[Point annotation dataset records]
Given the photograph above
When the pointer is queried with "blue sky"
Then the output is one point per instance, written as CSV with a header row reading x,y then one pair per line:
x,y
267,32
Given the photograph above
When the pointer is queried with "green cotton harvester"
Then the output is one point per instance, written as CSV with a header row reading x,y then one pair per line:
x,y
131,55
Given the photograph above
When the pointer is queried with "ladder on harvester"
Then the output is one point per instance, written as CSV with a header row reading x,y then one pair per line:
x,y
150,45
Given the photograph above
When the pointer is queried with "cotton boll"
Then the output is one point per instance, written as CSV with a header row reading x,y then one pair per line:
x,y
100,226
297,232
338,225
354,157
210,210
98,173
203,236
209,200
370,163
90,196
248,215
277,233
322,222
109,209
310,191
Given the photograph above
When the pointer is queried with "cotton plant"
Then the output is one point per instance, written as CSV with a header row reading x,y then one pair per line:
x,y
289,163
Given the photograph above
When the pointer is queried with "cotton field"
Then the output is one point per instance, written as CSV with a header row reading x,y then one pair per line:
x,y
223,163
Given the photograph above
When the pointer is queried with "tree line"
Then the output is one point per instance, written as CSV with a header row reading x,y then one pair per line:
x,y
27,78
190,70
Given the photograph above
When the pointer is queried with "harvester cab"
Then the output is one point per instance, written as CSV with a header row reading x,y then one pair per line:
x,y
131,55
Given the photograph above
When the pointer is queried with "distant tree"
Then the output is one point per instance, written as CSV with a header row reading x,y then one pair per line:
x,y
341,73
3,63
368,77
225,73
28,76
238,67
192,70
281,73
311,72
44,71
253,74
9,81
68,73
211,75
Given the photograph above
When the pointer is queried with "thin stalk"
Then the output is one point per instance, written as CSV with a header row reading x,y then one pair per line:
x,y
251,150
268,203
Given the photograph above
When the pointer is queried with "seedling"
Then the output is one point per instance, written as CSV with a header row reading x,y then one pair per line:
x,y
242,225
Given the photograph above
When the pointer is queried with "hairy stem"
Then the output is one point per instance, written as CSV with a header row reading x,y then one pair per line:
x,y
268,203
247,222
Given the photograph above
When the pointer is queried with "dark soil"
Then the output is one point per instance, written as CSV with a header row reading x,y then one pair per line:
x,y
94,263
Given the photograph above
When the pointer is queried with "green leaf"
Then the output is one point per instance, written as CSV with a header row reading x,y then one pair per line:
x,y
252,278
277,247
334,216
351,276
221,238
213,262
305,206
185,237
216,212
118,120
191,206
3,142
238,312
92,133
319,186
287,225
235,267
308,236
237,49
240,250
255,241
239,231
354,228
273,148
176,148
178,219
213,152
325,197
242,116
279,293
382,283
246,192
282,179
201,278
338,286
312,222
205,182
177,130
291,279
--
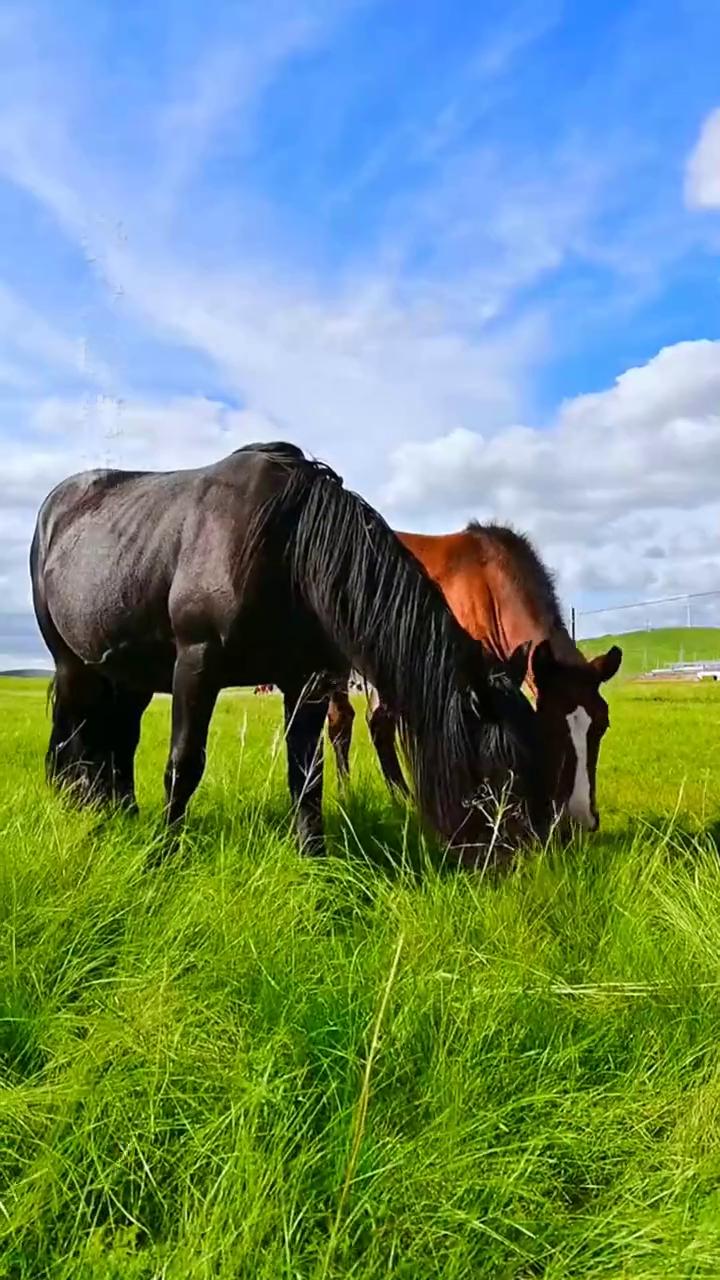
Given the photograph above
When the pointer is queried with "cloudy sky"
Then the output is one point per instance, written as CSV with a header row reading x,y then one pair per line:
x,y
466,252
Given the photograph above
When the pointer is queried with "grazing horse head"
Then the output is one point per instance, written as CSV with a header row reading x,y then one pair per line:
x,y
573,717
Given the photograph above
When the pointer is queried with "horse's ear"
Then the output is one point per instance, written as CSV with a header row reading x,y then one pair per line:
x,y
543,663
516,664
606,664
...
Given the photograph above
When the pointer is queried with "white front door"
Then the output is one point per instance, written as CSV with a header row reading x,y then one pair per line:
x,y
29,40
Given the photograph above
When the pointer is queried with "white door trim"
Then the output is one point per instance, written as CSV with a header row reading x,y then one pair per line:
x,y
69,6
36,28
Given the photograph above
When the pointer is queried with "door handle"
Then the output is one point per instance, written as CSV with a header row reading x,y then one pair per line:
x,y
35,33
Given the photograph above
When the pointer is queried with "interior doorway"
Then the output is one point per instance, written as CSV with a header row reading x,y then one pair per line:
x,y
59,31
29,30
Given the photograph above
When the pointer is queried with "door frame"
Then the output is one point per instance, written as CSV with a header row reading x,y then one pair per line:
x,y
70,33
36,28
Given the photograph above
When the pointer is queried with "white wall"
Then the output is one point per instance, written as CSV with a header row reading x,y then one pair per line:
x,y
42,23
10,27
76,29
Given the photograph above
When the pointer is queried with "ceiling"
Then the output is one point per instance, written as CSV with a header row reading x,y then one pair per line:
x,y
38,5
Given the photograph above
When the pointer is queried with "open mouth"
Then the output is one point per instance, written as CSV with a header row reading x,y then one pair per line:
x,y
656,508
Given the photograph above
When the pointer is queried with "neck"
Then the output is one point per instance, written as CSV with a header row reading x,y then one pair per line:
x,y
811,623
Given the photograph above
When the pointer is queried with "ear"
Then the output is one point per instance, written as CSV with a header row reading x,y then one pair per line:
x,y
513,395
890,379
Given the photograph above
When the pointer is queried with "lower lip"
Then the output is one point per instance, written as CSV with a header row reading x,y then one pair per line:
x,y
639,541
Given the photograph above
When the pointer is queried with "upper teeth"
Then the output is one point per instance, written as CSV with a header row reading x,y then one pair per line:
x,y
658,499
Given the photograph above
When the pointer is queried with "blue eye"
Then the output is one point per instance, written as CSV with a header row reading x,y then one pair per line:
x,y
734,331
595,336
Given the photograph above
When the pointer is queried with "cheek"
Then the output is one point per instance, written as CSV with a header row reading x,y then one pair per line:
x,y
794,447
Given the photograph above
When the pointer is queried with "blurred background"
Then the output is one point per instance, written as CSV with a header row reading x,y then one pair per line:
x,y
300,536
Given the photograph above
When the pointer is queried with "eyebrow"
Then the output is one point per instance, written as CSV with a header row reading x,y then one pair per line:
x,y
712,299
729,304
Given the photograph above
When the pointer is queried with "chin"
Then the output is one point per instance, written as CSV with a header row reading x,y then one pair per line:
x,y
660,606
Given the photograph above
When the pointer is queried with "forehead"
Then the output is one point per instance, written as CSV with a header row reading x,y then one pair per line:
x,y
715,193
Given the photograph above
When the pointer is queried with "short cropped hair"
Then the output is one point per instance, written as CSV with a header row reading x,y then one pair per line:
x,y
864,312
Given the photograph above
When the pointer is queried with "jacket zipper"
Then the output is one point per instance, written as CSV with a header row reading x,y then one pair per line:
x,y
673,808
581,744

WORK TO DO: Return every line of the entries above that contains the word "green".

WRITTEN SOLUTION:
When the pointer is queried with "green cotton harvester"
When the pointer is queried with "green leaf"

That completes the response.